● **Objectif A**
D'après le passage fourni, en quel mois et en quelle année Bollaert a-t-il été nommé Haut Commissaire en Indochine ?

● **Passage fourni**
>>

Après la grève générale du 25 novembre, il n'y a qu'une attitude qui soit honnête de la part des Centrales syndicales : c'est de proposer aux travailleurs un programme revendicatif complet et les appeler à se prononcer sur ce programme et sur le recours à la grève générale jusqu'à son aboutissement. C'est ce que les militants ouvriers doivent exiger d'elles.

La politique actuelle des Centrales syndicales ne fait que diviser et affaiblir la classe ouvrière et risque de lui faire perdre la bataille que les capitalistes sont en train de lui livrer.

LA LUTTE


UNE POLITIQUE QUI N'OSE PAS DIRE SON NOM

Les débats du samedi 28 janvier à la Chambre sur les accords Bao Daï – Auriol ont obligé une fois de plus Thorez à expliquer la position des dirigeants staliniens dans la guerre d'Indochine. Thorez continue naturellement de prétendre que leur attitude n'a jamais varié, qu'ils se sont toujours inspirés du principe "qu'un peuple qui en opprime un autre ne saurait être un peuple libre."

"Je saisis l'occasion qui m'est donnée, dit-il, de protester contre l'information calomnieuse selon laquelle des militants communistes, lorsqu'ils appartenaient au gouvernement, auraient pu approuver la guerre criminelle menée depuis plus de trois ans contre le peuple du Viêt-nam."

A l'appui de cette affirmation, Thorez analyse les instructions données à Bollaert, lors de sa nomination au poste de Haut Commissaire en Indochine, en mars 1947, en pleine guerre. D'après lui, grâce à son intervention, les instructions de Bollaert comportaient un progrès : pas question de "conquête ou reconquête", pas question de "restaurer la dynastie royale" -Bao Daï) et le Haut Commissaire devait "faire observer à tous les échelons de la hiérarchie militaire une discipline exacte et une subordination aux directives du gouvernement".

Le but de sa mission étant "sur place d'entreprendre des négociations pour amener le plus vite possible la cessation des hostilités".

Mais Thorez sent très bien que cette politique, bien que baptisée "progressiste", étant trop éloignée de celle que le P.C.F. exige actuellement des travailleurs – empêcher la fabrication et le transport d'armes de toute sorte pour l'Indochine et le retrait du corps expéditionnaire – crée un malaise et qu'une justification devient nécessaire :

"La désignation de M. Bollaert, affirme-t-il, comme les instructions qui lui furent remises, portaient la marque d'un COMPROMIS (souligné par nous) auquel les ministres communistes s'étaient ralliés afin de rester au gouvernement et d'y poursuivre leurs efforts en faveur du peuple dans un moment où nos partenaires cherchaient visiblement à nous écarter, selon la consigne des maîtres américains."

<<

● **Objectif B**
Mets à jour la liste, depuis la ligne contenant « Please put a marker on the black dress » jusqu'à la fin de la liste, en remplaçant « black dress shoe » par « brown leather shoe » et en laissant tout le reste inchangé.

(Entrées d'annotation par coordonnées)
>>

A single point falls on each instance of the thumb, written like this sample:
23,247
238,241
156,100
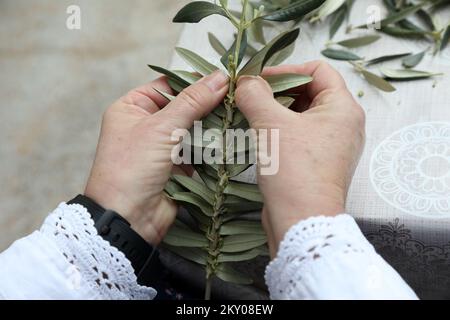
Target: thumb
196,101
255,99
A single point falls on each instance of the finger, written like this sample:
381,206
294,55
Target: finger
255,99
325,77
269,232
147,98
196,101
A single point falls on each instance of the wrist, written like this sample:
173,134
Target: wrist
112,199
287,212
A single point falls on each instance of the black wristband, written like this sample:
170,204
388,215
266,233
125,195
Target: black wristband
112,227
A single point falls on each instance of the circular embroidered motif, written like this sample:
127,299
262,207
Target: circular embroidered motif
411,169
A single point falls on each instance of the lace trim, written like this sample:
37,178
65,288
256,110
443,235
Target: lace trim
101,266
305,244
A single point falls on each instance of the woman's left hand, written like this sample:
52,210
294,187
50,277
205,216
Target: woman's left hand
133,161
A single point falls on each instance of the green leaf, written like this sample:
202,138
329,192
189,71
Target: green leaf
327,8
238,205
359,42
196,11
212,121
294,11
340,55
397,16
337,20
195,187
182,237
195,61
445,38
172,188
407,74
243,242
241,227
242,256
403,33
377,81
387,58
172,76
244,190
216,44
236,169
187,76
285,101
230,52
255,65
255,30
413,60
192,254
226,273
283,82
165,95
194,199
210,181
281,56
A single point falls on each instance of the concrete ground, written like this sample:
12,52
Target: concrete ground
54,85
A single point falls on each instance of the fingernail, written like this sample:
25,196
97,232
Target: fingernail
216,80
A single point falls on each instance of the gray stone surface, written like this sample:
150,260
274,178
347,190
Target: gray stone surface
54,86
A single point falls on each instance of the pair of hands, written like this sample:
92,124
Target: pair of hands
321,139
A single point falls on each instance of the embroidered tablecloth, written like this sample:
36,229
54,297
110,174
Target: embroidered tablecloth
400,194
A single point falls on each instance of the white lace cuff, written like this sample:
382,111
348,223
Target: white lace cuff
329,258
97,264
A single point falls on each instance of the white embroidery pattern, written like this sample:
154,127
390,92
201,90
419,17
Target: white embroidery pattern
411,169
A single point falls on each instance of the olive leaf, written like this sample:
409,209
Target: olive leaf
192,254
406,74
244,190
377,81
196,62
283,82
187,76
281,56
338,18
243,256
386,58
216,44
255,65
397,16
182,237
413,60
340,55
190,198
445,38
285,101
165,95
359,42
236,169
403,32
242,242
172,76
196,187
241,227
230,52
255,30
196,11
294,11
327,8
227,273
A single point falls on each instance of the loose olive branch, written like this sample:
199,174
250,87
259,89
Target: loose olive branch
213,234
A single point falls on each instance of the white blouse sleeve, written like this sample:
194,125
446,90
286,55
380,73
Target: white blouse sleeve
66,259
329,258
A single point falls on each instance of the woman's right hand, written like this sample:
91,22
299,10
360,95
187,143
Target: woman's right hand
321,140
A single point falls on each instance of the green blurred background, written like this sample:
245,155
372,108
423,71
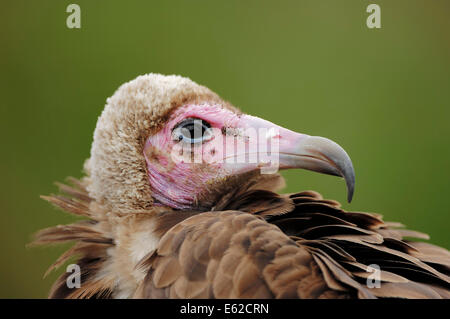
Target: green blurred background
312,66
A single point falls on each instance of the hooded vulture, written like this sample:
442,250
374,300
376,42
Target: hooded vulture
179,201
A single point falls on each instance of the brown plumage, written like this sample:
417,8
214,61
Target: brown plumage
258,245
237,238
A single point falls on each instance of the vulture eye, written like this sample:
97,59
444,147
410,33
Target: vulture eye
192,130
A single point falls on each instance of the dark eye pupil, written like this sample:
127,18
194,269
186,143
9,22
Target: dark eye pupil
189,128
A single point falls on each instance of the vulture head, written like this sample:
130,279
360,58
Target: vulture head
167,141
179,202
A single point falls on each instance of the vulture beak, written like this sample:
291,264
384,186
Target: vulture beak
290,149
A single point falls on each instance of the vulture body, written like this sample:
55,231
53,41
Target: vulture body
158,224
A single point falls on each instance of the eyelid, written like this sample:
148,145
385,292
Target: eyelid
192,120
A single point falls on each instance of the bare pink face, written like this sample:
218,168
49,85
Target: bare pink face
202,145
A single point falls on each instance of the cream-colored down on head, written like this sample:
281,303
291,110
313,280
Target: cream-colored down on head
116,171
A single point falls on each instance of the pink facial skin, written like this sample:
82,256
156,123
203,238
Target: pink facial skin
179,172
175,179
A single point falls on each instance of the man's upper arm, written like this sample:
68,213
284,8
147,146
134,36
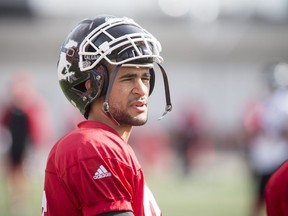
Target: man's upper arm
128,213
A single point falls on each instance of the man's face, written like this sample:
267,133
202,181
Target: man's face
129,96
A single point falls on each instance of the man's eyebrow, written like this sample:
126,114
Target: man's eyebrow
134,74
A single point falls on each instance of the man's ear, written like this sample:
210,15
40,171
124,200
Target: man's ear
88,84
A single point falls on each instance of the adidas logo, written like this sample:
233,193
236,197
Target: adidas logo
101,173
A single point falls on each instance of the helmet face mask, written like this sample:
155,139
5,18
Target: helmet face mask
96,43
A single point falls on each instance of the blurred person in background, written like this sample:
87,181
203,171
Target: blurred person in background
189,136
276,192
105,69
25,124
266,128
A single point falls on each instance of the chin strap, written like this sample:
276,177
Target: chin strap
168,107
106,103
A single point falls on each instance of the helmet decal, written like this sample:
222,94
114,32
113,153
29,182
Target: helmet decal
64,65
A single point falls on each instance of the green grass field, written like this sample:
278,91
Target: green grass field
218,189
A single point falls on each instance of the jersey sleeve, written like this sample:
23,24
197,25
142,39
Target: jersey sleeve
101,181
276,192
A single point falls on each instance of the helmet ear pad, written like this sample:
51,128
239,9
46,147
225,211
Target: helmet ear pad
152,81
99,79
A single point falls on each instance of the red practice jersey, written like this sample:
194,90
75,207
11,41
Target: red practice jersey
276,193
92,170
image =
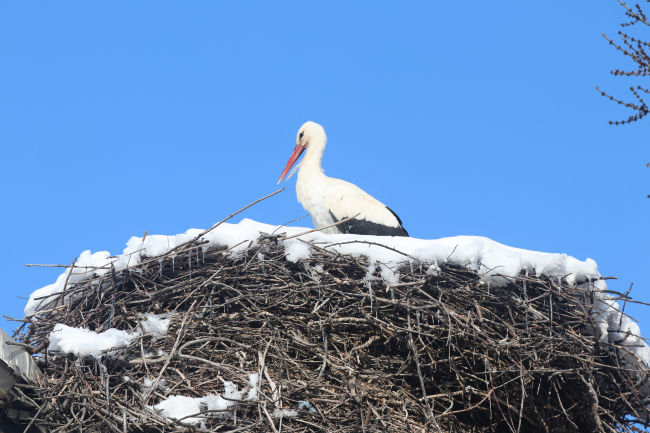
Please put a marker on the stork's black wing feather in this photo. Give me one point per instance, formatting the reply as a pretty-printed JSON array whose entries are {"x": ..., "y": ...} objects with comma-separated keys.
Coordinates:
[{"x": 362, "y": 227}]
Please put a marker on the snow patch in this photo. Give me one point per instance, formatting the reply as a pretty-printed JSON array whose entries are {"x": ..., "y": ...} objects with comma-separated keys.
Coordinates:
[
  {"x": 179, "y": 406},
  {"x": 84, "y": 342}
]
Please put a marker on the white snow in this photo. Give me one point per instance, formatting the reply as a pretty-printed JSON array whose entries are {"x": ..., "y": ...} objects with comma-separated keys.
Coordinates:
[
  {"x": 487, "y": 257},
  {"x": 83, "y": 342},
  {"x": 179, "y": 406},
  {"x": 296, "y": 250}
]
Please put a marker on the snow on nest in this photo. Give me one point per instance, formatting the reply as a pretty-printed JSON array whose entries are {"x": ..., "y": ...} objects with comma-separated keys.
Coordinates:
[
  {"x": 179, "y": 406},
  {"x": 484, "y": 255},
  {"x": 80, "y": 341}
]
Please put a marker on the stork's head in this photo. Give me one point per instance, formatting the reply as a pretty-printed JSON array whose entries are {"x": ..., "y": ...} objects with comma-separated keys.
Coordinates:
[{"x": 310, "y": 132}]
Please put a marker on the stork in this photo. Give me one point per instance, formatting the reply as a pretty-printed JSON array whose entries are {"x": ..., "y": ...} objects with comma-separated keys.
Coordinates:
[{"x": 331, "y": 200}]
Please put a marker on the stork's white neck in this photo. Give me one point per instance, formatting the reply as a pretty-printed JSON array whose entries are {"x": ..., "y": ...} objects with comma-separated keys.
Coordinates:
[{"x": 311, "y": 163}]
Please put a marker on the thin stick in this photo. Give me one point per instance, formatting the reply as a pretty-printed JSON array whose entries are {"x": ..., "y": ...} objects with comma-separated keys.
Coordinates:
[
  {"x": 204, "y": 232},
  {"x": 322, "y": 228}
]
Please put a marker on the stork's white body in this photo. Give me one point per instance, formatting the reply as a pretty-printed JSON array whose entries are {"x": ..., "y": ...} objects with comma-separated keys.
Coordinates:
[{"x": 330, "y": 200}]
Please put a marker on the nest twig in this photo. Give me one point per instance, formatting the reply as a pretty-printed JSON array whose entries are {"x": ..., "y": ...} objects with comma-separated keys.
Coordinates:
[{"x": 439, "y": 351}]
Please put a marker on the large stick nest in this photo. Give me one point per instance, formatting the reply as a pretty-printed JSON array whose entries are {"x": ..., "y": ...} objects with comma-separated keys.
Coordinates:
[{"x": 443, "y": 352}]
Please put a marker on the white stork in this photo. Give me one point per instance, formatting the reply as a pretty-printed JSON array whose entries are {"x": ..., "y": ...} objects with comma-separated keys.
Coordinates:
[{"x": 331, "y": 200}]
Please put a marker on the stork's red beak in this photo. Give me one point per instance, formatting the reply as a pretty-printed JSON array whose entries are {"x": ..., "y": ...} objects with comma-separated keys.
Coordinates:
[{"x": 292, "y": 160}]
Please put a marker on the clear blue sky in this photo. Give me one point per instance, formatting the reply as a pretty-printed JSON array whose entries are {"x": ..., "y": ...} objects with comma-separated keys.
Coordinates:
[{"x": 474, "y": 118}]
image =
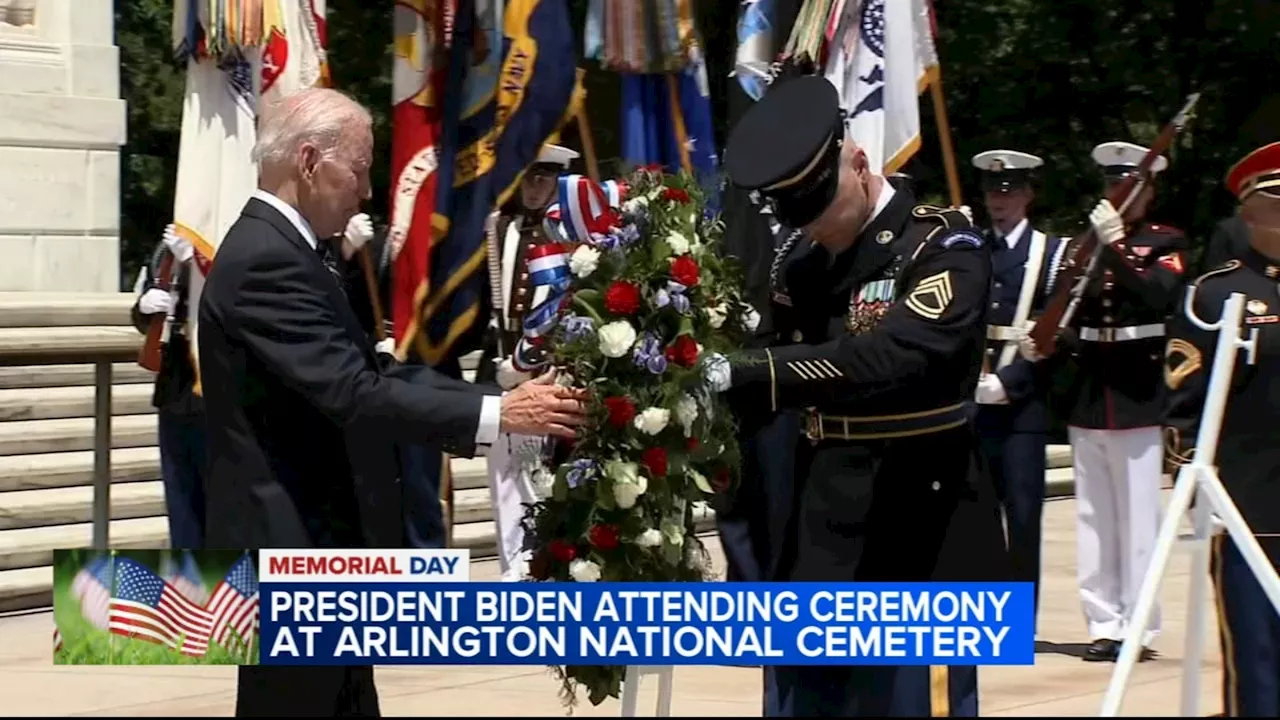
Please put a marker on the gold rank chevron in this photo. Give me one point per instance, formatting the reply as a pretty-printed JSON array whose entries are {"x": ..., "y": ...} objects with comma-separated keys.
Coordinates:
[
  {"x": 1175, "y": 373},
  {"x": 932, "y": 296},
  {"x": 814, "y": 369}
]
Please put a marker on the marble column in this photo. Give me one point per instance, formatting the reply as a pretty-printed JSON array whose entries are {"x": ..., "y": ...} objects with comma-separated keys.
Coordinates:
[{"x": 62, "y": 124}]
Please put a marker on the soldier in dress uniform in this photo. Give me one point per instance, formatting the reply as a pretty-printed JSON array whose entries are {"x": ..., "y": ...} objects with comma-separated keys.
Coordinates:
[
  {"x": 1013, "y": 418},
  {"x": 1114, "y": 423},
  {"x": 179, "y": 411},
  {"x": 513, "y": 458},
  {"x": 883, "y": 340},
  {"x": 1248, "y": 454}
]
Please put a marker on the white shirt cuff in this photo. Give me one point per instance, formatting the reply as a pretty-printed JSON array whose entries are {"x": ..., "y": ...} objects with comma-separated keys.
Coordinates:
[{"x": 490, "y": 420}]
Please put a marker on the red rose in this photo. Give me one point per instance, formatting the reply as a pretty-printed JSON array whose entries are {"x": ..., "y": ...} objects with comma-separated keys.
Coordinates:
[
  {"x": 622, "y": 299},
  {"x": 603, "y": 537},
  {"x": 684, "y": 270},
  {"x": 621, "y": 410},
  {"x": 656, "y": 459},
  {"x": 721, "y": 481},
  {"x": 562, "y": 551},
  {"x": 676, "y": 195},
  {"x": 684, "y": 351}
]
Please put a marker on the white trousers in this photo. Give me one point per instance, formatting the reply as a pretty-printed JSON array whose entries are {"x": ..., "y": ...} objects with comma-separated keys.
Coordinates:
[
  {"x": 511, "y": 487},
  {"x": 1118, "y": 477}
]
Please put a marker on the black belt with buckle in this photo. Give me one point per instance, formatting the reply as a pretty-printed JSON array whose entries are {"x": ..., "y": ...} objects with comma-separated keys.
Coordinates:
[{"x": 885, "y": 427}]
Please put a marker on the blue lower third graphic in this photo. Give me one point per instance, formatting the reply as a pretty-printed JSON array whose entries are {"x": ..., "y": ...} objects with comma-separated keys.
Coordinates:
[{"x": 647, "y": 624}]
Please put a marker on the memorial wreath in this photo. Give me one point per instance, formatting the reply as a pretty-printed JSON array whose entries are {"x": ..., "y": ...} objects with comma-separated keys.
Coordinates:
[{"x": 639, "y": 296}]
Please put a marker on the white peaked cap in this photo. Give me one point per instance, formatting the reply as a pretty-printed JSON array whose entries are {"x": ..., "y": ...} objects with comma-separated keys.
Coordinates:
[
  {"x": 1125, "y": 154},
  {"x": 999, "y": 160},
  {"x": 557, "y": 155}
]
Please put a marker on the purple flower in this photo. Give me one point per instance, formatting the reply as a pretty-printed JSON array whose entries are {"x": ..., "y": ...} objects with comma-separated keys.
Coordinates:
[
  {"x": 648, "y": 354},
  {"x": 577, "y": 327},
  {"x": 581, "y": 472}
]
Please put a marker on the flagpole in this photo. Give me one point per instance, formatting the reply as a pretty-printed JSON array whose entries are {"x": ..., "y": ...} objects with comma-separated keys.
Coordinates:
[
  {"x": 949, "y": 156},
  {"x": 584, "y": 131}
]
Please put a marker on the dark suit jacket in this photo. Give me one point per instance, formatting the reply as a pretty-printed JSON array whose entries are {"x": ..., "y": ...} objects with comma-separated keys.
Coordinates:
[{"x": 293, "y": 396}]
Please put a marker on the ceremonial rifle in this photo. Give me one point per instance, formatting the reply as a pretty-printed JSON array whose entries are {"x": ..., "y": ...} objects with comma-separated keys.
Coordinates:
[
  {"x": 1086, "y": 250},
  {"x": 150, "y": 354}
]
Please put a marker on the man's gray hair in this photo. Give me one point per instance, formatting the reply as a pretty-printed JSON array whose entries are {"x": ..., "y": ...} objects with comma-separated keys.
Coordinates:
[{"x": 315, "y": 115}]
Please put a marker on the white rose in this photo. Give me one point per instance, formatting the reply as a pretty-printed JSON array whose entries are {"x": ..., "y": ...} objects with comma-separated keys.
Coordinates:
[
  {"x": 616, "y": 338},
  {"x": 584, "y": 260},
  {"x": 653, "y": 420},
  {"x": 584, "y": 570},
  {"x": 629, "y": 484},
  {"x": 686, "y": 411},
  {"x": 716, "y": 315},
  {"x": 677, "y": 242}
]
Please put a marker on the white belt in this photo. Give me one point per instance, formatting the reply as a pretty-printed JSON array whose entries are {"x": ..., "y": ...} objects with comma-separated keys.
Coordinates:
[
  {"x": 1004, "y": 333},
  {"x": 1120, "y": 335}
]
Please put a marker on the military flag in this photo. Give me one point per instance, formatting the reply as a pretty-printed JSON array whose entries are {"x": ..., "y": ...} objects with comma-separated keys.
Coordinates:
[
  {"x": 881, "y": 59},
  {"x": 237, "y": 53},
  {"x": 516, "y": 91}
]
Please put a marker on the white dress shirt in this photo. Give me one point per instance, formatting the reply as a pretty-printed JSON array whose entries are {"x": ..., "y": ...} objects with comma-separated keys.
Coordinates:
[{"x": 490, "y": 408}]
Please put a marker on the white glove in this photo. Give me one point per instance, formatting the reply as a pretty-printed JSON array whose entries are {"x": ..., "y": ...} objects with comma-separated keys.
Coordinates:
[
  {"x": 1025, "y": 347},
  {"x": 155, "y": 301},
  {"x": 177, "y": 245},
  {"x": 508, "y": 377},
  {"x": 1106, "y": 222},
  {"x": 360, "y": 231},
  {"x": 716, "y": 373},
  {"x": 991, "y": 391}
]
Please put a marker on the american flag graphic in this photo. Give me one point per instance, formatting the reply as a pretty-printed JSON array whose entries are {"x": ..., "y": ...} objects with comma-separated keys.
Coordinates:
[
  {"x": 92, "y": 589},
  {"x": 146, "y": 607},
  {"x": 234, "y": 606},
  {"x": 186, "y": 577}
]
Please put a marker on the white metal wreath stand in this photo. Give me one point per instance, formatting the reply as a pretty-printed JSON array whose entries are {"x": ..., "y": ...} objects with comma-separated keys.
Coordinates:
[
  {"x": 631, "y": 688},
  {"x": 1198, "y": 481}
]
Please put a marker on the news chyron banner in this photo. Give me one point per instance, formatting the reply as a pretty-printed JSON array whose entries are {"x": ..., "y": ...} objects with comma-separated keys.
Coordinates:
[{"x": 420, "y": 607}]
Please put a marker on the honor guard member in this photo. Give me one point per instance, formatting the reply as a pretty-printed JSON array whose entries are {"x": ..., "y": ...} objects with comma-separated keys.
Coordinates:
[
  {"x": 1013, "y": 418},
  {"x": 885, "y": 326},
  {"x": 513, "y": 458},
  {"x": 1248, "y": 452},
  {"x": 1114, "y": 423},
  {"x": 179, "y": 411}
]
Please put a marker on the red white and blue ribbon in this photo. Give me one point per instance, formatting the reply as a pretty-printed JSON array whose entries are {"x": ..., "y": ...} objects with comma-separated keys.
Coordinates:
[{"x": 548, "y": 267}]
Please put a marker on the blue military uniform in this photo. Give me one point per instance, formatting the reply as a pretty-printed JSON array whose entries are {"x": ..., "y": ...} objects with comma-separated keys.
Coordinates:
[
  {"x": 1248, "y": 452},
  {"x": 1013, "y": 415},
  {"x": 880, "y": 351}
]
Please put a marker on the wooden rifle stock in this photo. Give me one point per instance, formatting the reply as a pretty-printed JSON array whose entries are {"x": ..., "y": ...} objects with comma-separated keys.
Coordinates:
[
  {"x": 149, "y": 356},
  {"x": 1084, "y": 251}
]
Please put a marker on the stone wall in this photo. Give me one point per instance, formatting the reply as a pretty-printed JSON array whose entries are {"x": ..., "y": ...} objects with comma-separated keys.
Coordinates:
[{"x": 62, "y": 124}]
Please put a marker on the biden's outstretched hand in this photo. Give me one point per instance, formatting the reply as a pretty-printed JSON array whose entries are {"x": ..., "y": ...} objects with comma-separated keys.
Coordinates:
[{"x": 542, "y": 408}]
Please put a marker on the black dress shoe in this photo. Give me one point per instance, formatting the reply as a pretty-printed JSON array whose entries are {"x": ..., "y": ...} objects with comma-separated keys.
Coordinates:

<<

● **Réponse A**
En mars 1947.

● **Réponse B**
Please put a marker on the brown leather shoe in this photo. Give me one point per instance, formatting the reply as a pretty-printed JSON array whose entries are {"x": ..., "y": ...} objects with comma-separated keys.
Coordinates:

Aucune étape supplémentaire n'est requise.